_STATED EXERCISE A:_ In the comment exchange, what does Anne say Church is besides the learning part?
_STATED EXERCISE B:_ Please list every personal name or nickname that appears in the comment exchange.
_STATED EXERCISE C:_ Continue the comment exchange from the point where it stops.

_QUOTED TEXT:_
Thank you for explaining your statements to me, so I could understand your position.

Kid Sister/Anne: You are most welcome. Yes, I am Catholic, as is Shellie*… but this was my belief long before I became Catholic, and given her comments appears to be the same for Shellie as well since she is a VERY new convert. So I’m not sure it could be primarily chalked up to doctrinal difference. I certainly believe there is a place for chapter and verse teaching, but that is only part of what Church is… the learning part… but not worship.

I’m glad that we understand one another better.

The exchange did continue another post or two in which Forgiven explained a bit further her own position and though we still had substantial differences, in the end we were closer than either of us had thought at first.

Point labeling data from photos:
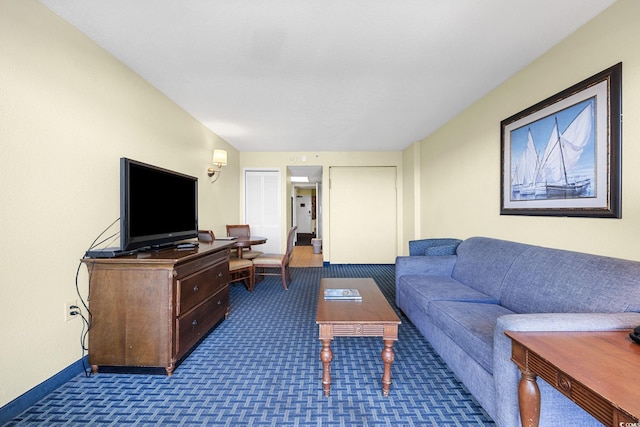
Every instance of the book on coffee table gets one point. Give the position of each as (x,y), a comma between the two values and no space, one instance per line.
(342,294)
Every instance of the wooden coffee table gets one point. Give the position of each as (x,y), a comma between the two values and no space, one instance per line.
(597,370)
(371,317)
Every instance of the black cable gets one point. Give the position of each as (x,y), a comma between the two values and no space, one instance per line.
(88,321)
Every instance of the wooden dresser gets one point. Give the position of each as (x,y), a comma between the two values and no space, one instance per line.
(149,310)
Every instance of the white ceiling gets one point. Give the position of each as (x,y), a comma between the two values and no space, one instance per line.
(326,75)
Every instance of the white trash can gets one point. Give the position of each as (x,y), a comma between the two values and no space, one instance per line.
(317,245)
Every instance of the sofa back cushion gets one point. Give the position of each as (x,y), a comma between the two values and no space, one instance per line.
(544,280)
(483,263)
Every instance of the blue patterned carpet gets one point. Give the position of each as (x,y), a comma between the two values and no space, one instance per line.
(261,367)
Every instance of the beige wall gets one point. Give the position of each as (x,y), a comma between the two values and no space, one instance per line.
(280,161)
(460,168)
(68,112)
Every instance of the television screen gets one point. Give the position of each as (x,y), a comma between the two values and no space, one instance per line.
(157,206)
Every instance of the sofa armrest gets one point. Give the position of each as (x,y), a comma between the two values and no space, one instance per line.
(425,265)
(506,374)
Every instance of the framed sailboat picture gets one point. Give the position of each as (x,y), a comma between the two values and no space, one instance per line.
(561,157)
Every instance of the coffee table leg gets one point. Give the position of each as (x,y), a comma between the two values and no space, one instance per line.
(529,399)
(326,355)
(387,358)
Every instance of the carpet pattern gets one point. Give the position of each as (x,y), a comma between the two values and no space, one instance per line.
(261,367)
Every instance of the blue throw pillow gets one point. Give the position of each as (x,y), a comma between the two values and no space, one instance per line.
(441,250)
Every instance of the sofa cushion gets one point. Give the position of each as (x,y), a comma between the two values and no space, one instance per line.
(440,250)
(544,280)
(483,262)
(470,325)
(425,289)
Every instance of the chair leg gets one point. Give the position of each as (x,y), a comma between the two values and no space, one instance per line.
(284,278)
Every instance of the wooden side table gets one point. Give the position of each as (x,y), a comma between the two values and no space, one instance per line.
(600,371)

_FINAL ANSWER A:_ Worship.

_FINAL ANSWER B:_ Kid Sister, Anne, Shellie, Forgiven

_FINAL ANSWER C:_
Imagine then my astonishment at visiting the blog of a friend, Contemplating Christian, who used to frequent the forums but has not been a member in some time, only to find this excellent blog entry up. Being “Seeker Sensitive” is the job of the Laity, not the Church was posted after she read the reaction of Red Neck Woman to Pastor Stephen Furtick of Elevation Church’s rant over church shopping and the discussion that followed. It was incredible to read such an fabulous post on the VERY topic we had just been discussing on the forums but taken from this completely separate discussion begun from only a slightly similar topic. Interesting how God works. 

*Shellie was not the only person who agreed with me and posted to Forgiven. However, the other people who did so were protestant, though two are possibly on the road to Rome.

Posted in Evangelism, Service, Worship | 2 Comments »

Church Shopping… A Rebuttal…

Posted by Anne on March 10, 2007

On the homeschooling forums recently, a poster submitted a blog entry from a pastor named Stephen Furtick and asked for our thoughts.  My reply was simple… “You do NOT want to know.”  That said, I had plenty to say… but my friend has said it first, and best. This is a MUST read blog entry by Red Neck Woman of Postscripts from the Catholic Spitfire Grill.

Posted in Worship | Leave a Comment »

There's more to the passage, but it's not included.